[EXERCISE]
Return every line of the entries below that contains the string "cluster", and treat uppercase and lowercase letters as different.

# EXCERPTED RECORDS start

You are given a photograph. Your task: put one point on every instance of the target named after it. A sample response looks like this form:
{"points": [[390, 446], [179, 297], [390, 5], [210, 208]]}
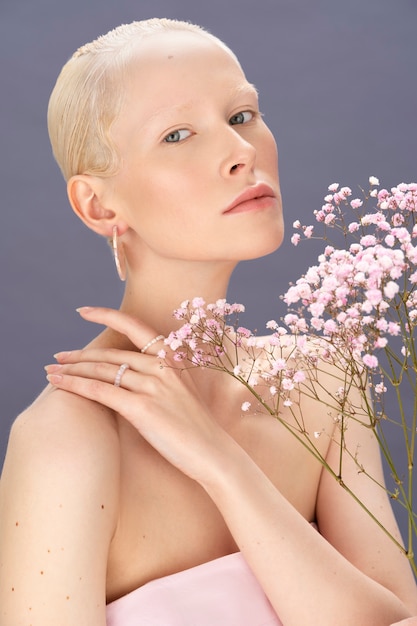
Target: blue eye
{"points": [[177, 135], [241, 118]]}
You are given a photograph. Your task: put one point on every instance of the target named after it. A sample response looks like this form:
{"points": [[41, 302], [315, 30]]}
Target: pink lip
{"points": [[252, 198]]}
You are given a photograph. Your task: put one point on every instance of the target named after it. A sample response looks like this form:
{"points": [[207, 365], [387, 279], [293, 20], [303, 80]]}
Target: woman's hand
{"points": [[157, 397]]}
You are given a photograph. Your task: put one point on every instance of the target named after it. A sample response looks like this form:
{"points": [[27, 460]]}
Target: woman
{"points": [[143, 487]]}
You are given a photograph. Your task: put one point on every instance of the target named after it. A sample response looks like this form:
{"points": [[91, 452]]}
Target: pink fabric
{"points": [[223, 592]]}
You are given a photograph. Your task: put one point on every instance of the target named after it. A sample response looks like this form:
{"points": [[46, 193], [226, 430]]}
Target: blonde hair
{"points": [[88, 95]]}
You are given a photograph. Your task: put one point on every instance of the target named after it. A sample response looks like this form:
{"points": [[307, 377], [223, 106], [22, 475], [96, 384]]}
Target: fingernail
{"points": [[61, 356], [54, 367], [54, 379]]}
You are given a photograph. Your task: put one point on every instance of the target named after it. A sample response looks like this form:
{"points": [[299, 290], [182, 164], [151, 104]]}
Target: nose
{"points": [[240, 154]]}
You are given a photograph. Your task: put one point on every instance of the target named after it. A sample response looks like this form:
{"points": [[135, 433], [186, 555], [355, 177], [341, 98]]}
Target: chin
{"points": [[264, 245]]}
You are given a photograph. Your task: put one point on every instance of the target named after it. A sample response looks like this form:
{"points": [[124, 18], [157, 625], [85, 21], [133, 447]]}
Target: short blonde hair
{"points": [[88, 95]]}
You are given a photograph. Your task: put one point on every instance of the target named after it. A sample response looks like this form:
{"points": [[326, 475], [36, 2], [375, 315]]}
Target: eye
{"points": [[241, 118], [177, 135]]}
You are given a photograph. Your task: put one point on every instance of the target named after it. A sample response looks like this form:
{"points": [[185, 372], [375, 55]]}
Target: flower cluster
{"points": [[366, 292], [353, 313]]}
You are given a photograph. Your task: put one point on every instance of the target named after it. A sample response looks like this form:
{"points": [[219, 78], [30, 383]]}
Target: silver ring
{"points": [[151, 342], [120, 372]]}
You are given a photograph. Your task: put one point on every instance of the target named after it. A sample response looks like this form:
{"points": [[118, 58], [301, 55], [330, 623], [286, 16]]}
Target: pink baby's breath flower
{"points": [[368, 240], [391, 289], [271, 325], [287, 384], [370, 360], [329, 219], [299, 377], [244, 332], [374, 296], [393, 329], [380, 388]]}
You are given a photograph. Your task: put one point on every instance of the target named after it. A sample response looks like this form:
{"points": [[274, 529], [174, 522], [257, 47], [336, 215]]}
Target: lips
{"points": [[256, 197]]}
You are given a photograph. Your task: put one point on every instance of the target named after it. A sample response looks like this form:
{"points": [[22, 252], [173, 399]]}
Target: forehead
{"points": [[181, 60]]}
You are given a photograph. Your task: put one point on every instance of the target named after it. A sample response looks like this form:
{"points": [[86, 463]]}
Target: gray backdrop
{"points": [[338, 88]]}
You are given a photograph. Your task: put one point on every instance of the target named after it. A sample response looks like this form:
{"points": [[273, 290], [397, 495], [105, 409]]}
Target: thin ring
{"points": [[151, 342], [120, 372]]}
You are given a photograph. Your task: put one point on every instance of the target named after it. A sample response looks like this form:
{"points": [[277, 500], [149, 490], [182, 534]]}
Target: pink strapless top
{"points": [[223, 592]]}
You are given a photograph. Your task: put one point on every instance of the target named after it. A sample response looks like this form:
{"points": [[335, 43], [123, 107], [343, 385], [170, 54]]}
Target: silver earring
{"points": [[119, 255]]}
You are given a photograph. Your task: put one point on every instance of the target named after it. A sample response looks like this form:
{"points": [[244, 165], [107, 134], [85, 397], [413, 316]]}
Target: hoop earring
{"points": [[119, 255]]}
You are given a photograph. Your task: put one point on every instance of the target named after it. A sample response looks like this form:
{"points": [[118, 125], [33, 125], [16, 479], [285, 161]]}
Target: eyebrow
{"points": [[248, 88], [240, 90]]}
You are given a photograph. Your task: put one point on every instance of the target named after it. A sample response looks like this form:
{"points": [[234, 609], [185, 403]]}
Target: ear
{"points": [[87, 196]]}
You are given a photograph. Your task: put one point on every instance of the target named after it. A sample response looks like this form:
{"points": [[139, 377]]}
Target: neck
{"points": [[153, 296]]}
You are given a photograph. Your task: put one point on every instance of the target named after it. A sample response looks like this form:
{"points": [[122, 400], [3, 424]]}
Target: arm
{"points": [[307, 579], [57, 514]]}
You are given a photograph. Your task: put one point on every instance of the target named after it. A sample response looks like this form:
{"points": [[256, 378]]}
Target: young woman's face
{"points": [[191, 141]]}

# EXCERPTED RECORDS end
# EXCERPTED RECORDS start

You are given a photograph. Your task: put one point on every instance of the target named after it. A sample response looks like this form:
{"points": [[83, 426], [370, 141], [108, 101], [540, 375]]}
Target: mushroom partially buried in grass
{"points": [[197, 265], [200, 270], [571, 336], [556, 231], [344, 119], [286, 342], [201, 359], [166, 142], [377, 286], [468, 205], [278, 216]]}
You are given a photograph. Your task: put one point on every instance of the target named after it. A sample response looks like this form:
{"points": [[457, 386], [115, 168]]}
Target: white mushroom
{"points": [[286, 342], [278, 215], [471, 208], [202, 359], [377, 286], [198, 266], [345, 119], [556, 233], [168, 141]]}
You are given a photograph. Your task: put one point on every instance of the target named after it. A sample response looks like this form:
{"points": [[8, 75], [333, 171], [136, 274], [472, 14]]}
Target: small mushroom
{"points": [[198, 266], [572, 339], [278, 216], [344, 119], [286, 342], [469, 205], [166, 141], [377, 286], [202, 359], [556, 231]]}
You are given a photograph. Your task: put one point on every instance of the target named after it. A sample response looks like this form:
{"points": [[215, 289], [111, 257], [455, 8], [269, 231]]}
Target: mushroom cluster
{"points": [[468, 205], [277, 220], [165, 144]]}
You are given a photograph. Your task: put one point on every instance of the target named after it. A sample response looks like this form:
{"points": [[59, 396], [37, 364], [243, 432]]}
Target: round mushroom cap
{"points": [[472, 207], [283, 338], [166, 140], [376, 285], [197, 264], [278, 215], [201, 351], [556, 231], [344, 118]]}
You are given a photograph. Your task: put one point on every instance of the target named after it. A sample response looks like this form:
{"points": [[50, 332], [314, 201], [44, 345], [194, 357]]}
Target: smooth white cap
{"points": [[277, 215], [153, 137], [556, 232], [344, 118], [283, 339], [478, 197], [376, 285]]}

# EXCERPTED RECORDS end

[PROBLEM SOLUTION]
Target: flower cluster
Target: mushroom cluster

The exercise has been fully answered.